**INSTRUCTIONS FOR THE TASK:** Print, word for word, every line from the beginning of the listing up to and including the line with "Feeder-station tally: put one point on each instance of the sky". Pictures are to be excluded.

↓

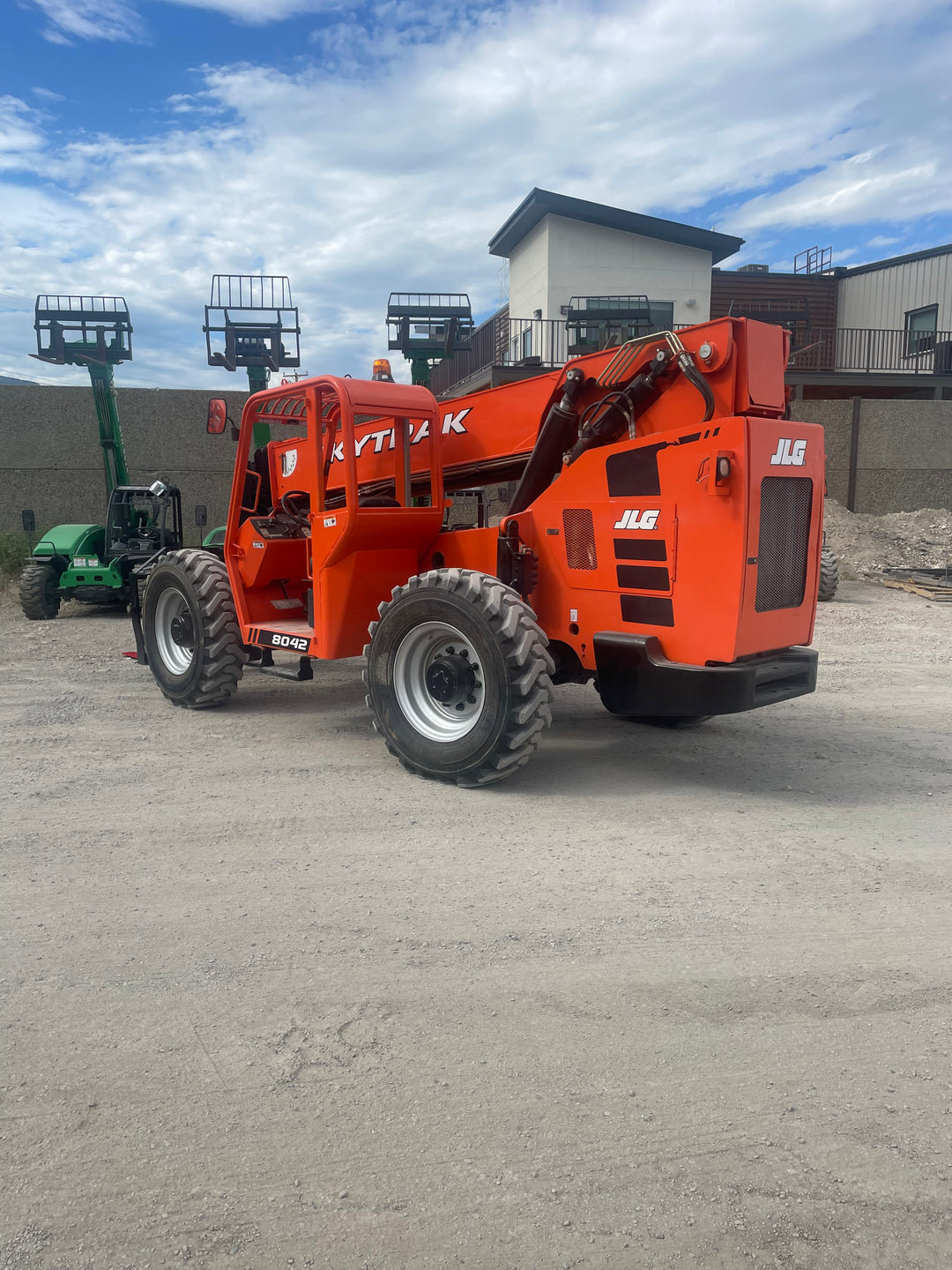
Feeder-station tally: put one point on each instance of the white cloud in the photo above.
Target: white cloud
(392, 170)
(90, 19)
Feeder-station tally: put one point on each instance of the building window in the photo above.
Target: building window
(920, 329)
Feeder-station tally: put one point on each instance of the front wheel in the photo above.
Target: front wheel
(458, 677)
(190, 630)
(40, 591)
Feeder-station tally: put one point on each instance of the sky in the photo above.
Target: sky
(367, 147)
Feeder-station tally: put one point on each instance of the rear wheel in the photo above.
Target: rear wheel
(829, 574)
(190, 630)
(40, 591)
(458, 677)
(669, 721)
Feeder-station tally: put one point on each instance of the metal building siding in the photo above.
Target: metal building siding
(882, 297)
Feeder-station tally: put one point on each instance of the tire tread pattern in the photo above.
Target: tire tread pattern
(224, 654)
(524, 649)
(33, 592)
(829, 576)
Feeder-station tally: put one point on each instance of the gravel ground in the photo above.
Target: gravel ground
(661, 1000)
(866, 544)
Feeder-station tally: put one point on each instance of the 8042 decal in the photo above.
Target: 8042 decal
(274, 639)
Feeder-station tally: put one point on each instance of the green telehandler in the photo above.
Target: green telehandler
(94, 563)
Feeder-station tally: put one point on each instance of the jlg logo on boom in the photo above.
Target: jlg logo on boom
(636, 519)
(790, 453)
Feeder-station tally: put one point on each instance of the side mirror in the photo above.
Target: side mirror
(217, 417)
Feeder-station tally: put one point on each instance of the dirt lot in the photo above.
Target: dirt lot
(663, 1000)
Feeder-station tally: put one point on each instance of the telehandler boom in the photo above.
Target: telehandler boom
(663, 540)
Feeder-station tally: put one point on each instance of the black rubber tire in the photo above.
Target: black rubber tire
(40, 591)
(669, 721)
(829, 574)
(513, 661)
(219, 654)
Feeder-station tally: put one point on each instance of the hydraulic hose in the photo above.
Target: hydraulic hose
(560, 426)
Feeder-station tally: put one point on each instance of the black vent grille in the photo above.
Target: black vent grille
(786, 503)
(579, 537)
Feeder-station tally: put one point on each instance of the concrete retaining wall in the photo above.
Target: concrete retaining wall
(904, 459)
(51, 461)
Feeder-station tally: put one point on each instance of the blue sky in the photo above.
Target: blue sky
(376, 146)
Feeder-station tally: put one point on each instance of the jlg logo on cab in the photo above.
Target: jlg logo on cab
(636, 519)
(790, 453)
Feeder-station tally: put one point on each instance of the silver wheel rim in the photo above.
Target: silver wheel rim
(170, 605)
(419, 649)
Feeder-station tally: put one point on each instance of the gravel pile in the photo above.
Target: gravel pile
(867, 544)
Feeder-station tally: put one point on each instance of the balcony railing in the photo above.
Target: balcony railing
(539, 344)
(851, 349)
(527, 343)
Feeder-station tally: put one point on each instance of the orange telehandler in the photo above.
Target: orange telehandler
(663, 540)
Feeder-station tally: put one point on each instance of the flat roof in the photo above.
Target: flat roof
(542, 202)
(896, 259)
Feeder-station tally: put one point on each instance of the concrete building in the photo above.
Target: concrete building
(568, 258)
(560, 248)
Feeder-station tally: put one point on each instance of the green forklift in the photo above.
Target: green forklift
(94, 563)
(428, 328)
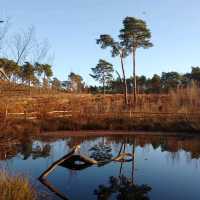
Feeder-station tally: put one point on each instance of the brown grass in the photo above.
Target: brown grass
(15, 188)
(178, 110)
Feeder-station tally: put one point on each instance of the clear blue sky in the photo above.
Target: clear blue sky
(72, 26)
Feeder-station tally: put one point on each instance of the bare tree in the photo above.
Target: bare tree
(4, 26)
(40, 51)
(22, 44)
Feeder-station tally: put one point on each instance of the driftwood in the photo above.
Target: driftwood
(58, 162)
(70, 160)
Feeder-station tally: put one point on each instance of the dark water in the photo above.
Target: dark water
(163, 167)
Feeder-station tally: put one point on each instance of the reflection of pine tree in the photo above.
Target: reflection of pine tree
(123, 189)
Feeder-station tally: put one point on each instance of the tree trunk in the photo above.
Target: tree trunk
(134, 79)
(124, 81)
(103, 83)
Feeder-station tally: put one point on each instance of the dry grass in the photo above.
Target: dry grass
(15, 188)
(176, 111)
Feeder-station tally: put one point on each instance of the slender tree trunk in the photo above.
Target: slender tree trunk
(134, 78)
(124, 81)
(103, 83)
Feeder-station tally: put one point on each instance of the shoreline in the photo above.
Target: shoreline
(104, 133)
(107, 125)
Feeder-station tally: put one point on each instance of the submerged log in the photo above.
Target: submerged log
(58, 162)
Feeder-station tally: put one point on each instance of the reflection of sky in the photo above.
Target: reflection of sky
(170, 175)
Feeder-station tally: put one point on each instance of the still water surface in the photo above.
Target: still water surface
(163, 167)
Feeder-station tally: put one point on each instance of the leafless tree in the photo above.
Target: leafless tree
(21, 45)
(4, 26)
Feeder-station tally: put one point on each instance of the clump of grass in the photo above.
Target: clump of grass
(15, 188)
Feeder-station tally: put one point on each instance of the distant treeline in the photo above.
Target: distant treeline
(40, 75)
(156, 84)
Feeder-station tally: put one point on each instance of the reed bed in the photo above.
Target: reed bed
(178, 110)
(15, 187)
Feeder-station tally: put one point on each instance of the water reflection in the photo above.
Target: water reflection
(160, 164)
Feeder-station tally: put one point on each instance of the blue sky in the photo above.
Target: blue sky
(72, 26)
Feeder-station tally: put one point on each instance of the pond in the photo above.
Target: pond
(163, 167)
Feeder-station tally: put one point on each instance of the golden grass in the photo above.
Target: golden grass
(179, 110)
(15, 188)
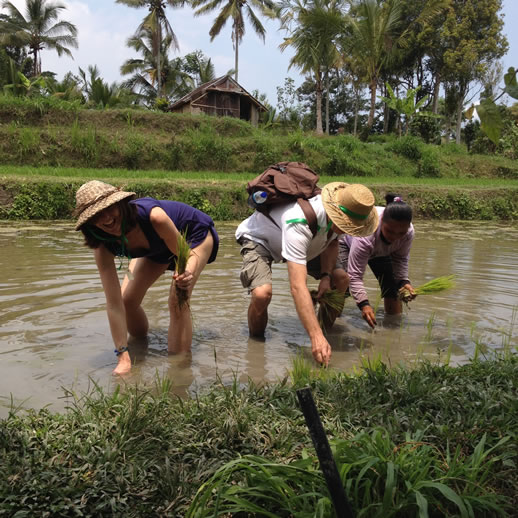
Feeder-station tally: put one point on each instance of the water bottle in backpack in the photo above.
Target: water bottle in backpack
(257, 198)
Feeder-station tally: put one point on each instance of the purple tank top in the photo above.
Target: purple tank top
(197, 223)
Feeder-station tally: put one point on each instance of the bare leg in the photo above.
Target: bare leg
(258, 309)
(179, 336)
(145, 273)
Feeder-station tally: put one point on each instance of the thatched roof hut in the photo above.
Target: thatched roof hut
(222, 96)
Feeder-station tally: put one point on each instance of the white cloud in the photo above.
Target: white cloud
(104, 26)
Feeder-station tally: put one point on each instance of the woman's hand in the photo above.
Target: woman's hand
(407, 293)
(368, 316)
(323, 286)
(183, 281)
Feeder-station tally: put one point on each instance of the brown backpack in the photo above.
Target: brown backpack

↑

**RESULT BELOW:**
Feeder-station tally: put one point on each instance of the white cloud in the photo above.
Target: white cloud
(392, 170)
(90, 19)
Feeder-station tally: put one point on each instance of the building window in the photo above.
Target: building window
(920, 329)
Feeder-station tally: put one point on each instance of the front wheel in the photo above.
Target: front wheel
(458, 677)
(190, 630)
(40, 591)
Feeder-station tally: put one point on each instance of the sky in the photo above.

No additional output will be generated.